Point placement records
######

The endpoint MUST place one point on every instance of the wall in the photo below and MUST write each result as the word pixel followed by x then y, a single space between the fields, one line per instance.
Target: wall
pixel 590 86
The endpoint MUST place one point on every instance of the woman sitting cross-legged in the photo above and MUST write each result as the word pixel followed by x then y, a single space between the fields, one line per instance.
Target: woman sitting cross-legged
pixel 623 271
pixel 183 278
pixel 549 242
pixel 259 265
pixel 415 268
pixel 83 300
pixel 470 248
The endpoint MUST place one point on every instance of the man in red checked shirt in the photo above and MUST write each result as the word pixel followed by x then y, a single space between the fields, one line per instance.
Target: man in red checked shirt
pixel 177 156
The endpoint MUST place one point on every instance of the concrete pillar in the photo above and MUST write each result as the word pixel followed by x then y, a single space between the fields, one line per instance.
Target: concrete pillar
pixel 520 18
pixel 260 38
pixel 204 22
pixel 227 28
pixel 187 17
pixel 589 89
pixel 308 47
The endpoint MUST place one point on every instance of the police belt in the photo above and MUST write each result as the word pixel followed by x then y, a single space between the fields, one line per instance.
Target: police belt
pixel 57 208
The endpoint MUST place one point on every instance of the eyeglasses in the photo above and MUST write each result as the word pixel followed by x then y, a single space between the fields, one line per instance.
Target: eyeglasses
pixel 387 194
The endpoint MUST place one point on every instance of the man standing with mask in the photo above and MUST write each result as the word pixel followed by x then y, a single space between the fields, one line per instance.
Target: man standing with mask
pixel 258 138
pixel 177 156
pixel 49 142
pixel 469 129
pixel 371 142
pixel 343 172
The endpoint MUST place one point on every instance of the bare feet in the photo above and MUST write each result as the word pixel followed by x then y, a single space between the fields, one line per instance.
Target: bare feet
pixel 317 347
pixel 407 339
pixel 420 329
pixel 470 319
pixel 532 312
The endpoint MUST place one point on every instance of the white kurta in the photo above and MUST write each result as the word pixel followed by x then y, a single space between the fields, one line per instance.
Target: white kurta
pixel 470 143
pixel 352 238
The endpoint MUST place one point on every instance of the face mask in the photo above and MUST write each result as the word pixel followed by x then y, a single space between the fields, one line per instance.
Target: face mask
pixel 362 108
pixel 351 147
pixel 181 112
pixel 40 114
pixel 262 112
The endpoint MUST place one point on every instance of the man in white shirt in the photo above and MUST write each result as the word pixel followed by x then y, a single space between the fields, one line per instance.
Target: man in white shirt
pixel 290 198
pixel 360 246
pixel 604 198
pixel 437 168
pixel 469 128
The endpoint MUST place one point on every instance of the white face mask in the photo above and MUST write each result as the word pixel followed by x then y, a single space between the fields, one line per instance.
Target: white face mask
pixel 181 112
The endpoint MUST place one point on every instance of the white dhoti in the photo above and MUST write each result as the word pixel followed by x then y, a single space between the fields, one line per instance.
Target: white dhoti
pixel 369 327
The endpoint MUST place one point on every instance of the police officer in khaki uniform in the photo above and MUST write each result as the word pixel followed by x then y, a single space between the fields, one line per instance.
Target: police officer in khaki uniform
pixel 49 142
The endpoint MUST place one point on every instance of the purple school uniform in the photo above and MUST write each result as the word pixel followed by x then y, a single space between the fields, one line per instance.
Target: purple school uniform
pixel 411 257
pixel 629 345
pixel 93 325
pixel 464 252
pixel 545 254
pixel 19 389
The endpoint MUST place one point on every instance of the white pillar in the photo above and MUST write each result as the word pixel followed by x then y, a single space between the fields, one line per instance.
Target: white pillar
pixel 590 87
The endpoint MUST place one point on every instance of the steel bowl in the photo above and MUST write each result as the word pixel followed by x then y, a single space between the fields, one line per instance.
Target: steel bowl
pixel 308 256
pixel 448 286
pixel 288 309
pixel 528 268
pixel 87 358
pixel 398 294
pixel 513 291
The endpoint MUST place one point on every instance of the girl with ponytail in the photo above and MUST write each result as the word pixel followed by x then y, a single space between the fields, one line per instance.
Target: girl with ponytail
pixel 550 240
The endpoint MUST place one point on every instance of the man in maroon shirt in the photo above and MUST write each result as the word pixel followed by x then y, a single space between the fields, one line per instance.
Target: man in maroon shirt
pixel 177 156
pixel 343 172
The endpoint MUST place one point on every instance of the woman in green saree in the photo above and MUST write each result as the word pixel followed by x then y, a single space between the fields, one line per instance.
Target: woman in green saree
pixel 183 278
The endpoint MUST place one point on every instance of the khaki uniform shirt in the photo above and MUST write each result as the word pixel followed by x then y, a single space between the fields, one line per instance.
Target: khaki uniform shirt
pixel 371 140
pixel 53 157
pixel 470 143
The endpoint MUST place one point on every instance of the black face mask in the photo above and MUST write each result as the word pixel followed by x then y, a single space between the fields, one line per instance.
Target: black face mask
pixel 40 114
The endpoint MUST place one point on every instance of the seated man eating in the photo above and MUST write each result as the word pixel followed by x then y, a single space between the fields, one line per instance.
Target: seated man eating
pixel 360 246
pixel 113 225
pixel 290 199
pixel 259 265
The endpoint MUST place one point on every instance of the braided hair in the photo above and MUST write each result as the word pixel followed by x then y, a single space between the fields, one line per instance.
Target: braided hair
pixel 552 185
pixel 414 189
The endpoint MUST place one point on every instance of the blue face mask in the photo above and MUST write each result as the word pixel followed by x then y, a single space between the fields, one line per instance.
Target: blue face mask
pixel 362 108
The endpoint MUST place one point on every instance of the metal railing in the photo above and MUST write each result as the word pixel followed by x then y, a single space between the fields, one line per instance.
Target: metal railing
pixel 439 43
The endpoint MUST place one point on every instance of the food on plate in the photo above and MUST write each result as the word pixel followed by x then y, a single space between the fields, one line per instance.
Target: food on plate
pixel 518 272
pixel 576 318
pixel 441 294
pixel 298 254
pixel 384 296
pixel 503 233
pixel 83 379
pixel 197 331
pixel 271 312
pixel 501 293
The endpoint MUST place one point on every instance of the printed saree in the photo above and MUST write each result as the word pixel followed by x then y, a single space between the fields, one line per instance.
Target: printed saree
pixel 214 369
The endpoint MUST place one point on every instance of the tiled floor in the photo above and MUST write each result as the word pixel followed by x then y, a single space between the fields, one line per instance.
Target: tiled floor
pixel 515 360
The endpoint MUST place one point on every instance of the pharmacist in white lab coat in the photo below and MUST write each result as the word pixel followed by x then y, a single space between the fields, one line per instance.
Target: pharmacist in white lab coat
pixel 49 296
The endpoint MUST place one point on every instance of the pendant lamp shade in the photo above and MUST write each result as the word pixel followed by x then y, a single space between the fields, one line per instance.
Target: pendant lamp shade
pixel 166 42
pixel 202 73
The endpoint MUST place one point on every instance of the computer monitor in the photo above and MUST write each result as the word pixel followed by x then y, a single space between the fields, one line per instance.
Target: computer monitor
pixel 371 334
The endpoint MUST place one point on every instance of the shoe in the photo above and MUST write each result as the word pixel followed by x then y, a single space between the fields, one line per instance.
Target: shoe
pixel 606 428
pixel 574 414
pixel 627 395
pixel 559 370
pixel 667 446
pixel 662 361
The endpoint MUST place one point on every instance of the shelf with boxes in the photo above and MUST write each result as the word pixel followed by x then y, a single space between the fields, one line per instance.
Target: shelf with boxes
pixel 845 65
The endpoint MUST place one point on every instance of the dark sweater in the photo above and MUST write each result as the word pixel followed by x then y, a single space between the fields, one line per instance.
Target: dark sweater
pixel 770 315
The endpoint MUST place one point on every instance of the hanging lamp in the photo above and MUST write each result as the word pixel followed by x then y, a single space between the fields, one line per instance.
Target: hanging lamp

######

Exercise prompt –
Rewrite every line of the entries above as a numbered list, leaving out any blank lines.

Output of the exercise –
1. The endpoint MUST place one point on every instance of the wall in the photo below and MUST write each result as the word pixel followed by x then y, a single space between the fields, one line per instance.
2. Target: wall
3. pixel 590 86
4. The endpoint MUST place one point on every instance of the woman sitting cross-legged in the photo above and MUST write each result as the word pixel followed by x then y, a single space between the fields, one line per instance.
5. Target: woman sitting cross-legged
6. pixel 623 271
7. pixel 183 278
8. pixel 549 242
9. pixel 259 265
10. pixel 415 268
11. pixel 83 300
12. pixel 470 248
13. The endpoint MUST place one point on every instance of the man in red checked shirt in the photo above and MUST write each result as the word pixel followed by x then y, a single space between the fields, one line per instance.
14. Target: man in red checked shirt
15. pixel 177 156
16. The endpoint MUST place one point on every instance of the concrete pillar in the photo above and MUST write each result as the word pixel followed by x then y, a single space between the fields, one line per instance.
17. Target: concrete pillar
18. pixel 520 18
19. pixel 260 38
20. pixel 204 22
21. pixel 227 28
22. pixel 187 17
23. pixel 589 89
24. pixel 308 47
25. The endpoint MUST place one point on every instance of the police belt in the photo above and MUST write each result as the word pixel followed by x then y, a single space between the fields, one line per instance.
26. Target: police belt
27. pixel 57 208
28. The endpoint MUST place one point on every instance of the eyeglasses in the photo above and MUST write each result as the word pixel followed by x then y, a single space between the fields, one line per instance.
29. Target: eyeglasses
30. pixel 387 194
31. The endpoint MUST place one point on every instance of the man standing with mask in the photo above and MUST write each result as the word pixel followed by x then y, a single space between the fields, one line per instance.
32. Target: man standing with mask
33. pixel 258 138
34. pixel 177 156
35. pixel 49 142
36. pixel 469 129
37. pixel 371 142
38. pixel 343 172
39. The endpoint MUST place one point on every instance of the bare feet in the photo above and MUST write each result as the word pixel followed by x then y, a single space between the fields, one line per instance.
40. Target: bare feet
41. pixel 317 347
42. pixel 407 339
43. pixel 420 329
44. pixel 470 319
45. pixel 532 312
46. The endpoint MUST place one point on every instance of the white kurta in the photo above and MUST write each result as the word pixel followed by x then y, a single space between the fields, one line per instance.
47. Target: white kurta
48. pixel 470 143
49. pixel 352 238
50. The endpoint MUST place one point on every instance of the face mask in the photo above and MUST write each result as the word pixel followed by x then y, a single space between the fields, one line per instance.
51. Target: face mask
52. pixel 362 108
53. pixel 351 147
54. pixel 181 112
55. pixel 40 114
56. pixel 262 112
57. The endpoint MUST place one point on every instance of the man in white shirt in the photo above and MUST write each result as the word pixel followed by x then y, a single space between the fields, one line per instance.
58. Target: man in white shirt
59. pixel 290 198
60. pixel 360 246
61. pixel 604 198
62. pixel 437 168
63. pixel 469 128
64. The endpoint MUST place one point on every instance of the white face mask in the photo above and MUST write each result as the word pixel followed by x then y, a single space between the fields, one line per instance.
65. Target: white face mask
66. pixel 181 112
67. The endpoint MUST place one point on every instance of the white dhoti in the photo above and MUST write each result as the word pixel followed by x then y, a single space between the fields, one line per instance.
68. Target: white dhoti
69. pixel 369 327
70. The endpoint MUST place one point on every instance of the police officer in khaki uniform in the photo above and MUST write each result as the word pixel followed by x then y, a single space between the fields, one line per instance.
71. Target: police officer in khaki uniform
72. pixel 49 142
73. The endpoint MUST place one point on every instance of the purple school uniform in the photo above and MUST write each result as the word pixel followed by x then y, a single space between the fields, one line per instance.
74. Target: purple school uniform
75. pixel 411 257
76. pixel 629 345
77. pixel 93 325
78. pixel 464 252
79. pixel 545 254
80. pixel 19 389
81. The endpoint MUST place one point on every instance of the white pillar in the photo above and MUST write each result as the word pixel followed by x then y, a single space between the fields, one line per instance.
82. Target: white pillar
83. pixel 590 87
84. The endpoint MUST place one point on every instance of the steel bowl in the photo above and MUST write each result as the word pixel followed by x then y, a single space between the fields, one line per instance.
85. Target: steel bowl
86. pixel 308 256
87. pixel 448 286
88. pixel 288 309
89. pixel 528 268
90. pixel 87 358
91. pixel 398 294
92. pixel 513 291
93. The endpoint MUST place one point on every instance of the girl with ponytail in the photo above and MUST write each result as the word pixel followed by x then y, a single space between the fields, one line per instance.
94. Target: girl with ponytail
95. pixel 550 240
96. The endpoint MUST place one point on every instance of the man in maroon shirt in the photo above and MUST write each result as the word pixel followed by x then y, a single space between the fields, one line per instance.
97. Target: man in maroon shirt
98. pixel 177 156
99. pixel 343 172
100. The endpoint MUST place one point on every instance of the woman in green saree in the photo above and MUST write each result as the word pixel followed by x then y, a single space between the fields, one line per instance.
101. Target: woman in green saree
102. pixel 183 278
103. The endpoint MUST place one point on every instance of the khaki uniform shirt in the photo above and MUST write each result as the word pixel followed by x then y, a single space between the fields, one line per instance.
104. Target: khaki uniform shirt
105. pixel 371 140
106. pixel 53 157
107. pixel 470 143
108. The endpoint MUST place one point on every instance of the black face mask in the photo above and MUST write each result as the word pixel followed by x then y, a single space between the fields, one line per instance.
109. Target: black face mask
110. pixel 40 114
111. The endpoint MUST place one point on every instance of the seated man eating in the photo above and MUST write each result as the word pixel followed by x then y, a single space between the fields, one line per instance.
112. Target: seated man eating
113. pixel 360 246
114. pixel 113 225
115. pixel 290 199
116. pixel 259 265
117. The endpoint MUST place one point on every instance of the braided hair in the photo above and MUST write each result as the word pixel followed by x then y, a single space between the fields, one line per instance.
118. Target: braided hair
119. pixel 552 185
120. pixel 414 189
121. The endpoint MUST place one point on every instance of the blue face mask in the photo above and MUST write each result as the word pixel followed by x then y, a single space between the fields, one line per instance.
122. Target: blue face mask
123. pixel 362 108
124. The endpoint MUST place one point on every instance of the metal railing in the photo above and MUST write each result as the word pixel followed by x then y, a single space between the fields, one line per instance.
125. Target: metal railing
126. pixel 439 43
127. The endpoint MUST place one point on every instance of the food on plate in the photo above and MUST write each result as the word pixel followed by x then y, a single space between the fields, one line per instance.
128. Target: food on plate
129. pixel 518 272
130. pixel 576 318
131. pixel 441 294
132. pixel 298 254
133. pixel 384 296
134. pixel 503 233
135. pixel 83 379
136. pixel 197 331
137. pixel 271 312
138. pixel 501 293
139. The endpoint MUST place one point on every instance of the printed saree in the photo above and MUST write each result as the word pixel followed by x then y, a single space between the fields, one line per instance.
140. Target: printed saree
141. pixel 214 369
142. The endpoint MUST place one point on every instance of the tiled floor in the photo above and MUST write each result as the word pixel followed by x then y, a single space between the fields, one line per instance.
143. Target: tiled floor
144. pixel 515 360
145. The endpoint MUST place one point on every instance of the pharmacist in white lab coat in the photo below and MUST write each result as the word pixel followed by x then y, a single space between the fields, one line per instance.
146. Target: pharmacist in white lab coat
147. pixel 49 296
148. The endpoint MUST place one point on every instance of the pendant lamp shade in the photo above and MUST write each result as the word pixel followed by x then y, a single space between the fields, one line per instance.
149. Target: pendant lamp shade
150. pixel 166 42
151. pixel 202 73
152. The endpoint MUST place one point on every instance of the computer monitor in the photo above and MUST write each result as the word pixel followed by x then y, a single space between the fields, one line per instance.
153. Target: computer monitor
154. pixel 371 334
155. The endpoint MUST place one point on every instance of the shoe in the photo above and MUST write each result as the word pixel followed by x then y, a single space between the fields, one line per instance.
156. Target: shoe
157. pixel 606 428
158. pixel 574 414
159. pixel 627 395
160. pixel 559 370
161. pixel 667 446
162. pixel 662 361
163. The endpoint MUST place one point on every instance of the shelf with boxes in the photo above and MUST write each result as the word pixel followed by x then y, a single space between the fields, one line per instance.
164. Target: shelf with boxes
165. pixel 845 65
166. The endpoint MUST place one point on every instance of the dark sweater in the photo above and MUST write each result as the word pixel followed by x then y, a single space between the fields, one line per instance.
167. Target: dark sweater
168. pixel 770 315
169. The endpoint MUST place one point on every instance of the hanging lamp in the photo above and MUST write each result as the word pixel followed by x then y, a single space between the fields, one line per instance.
170. Target: hanging lamp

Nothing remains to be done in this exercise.